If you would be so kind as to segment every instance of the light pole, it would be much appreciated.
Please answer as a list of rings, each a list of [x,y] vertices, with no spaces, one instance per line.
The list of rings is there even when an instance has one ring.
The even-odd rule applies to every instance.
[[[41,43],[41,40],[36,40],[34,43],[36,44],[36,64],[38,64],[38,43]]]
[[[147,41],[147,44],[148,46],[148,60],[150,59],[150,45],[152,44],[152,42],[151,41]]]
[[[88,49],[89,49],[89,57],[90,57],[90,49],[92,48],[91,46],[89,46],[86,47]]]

□ □ □ □ □

→ TASK DETAILS:
Pick out each line above that contains the string "every", and copy those lines unchanged.

→ RESPONSE:
If you would be so kind as to segment every instance of the light pole, it would be much appreciated.
The even-odd rule applies to every instance.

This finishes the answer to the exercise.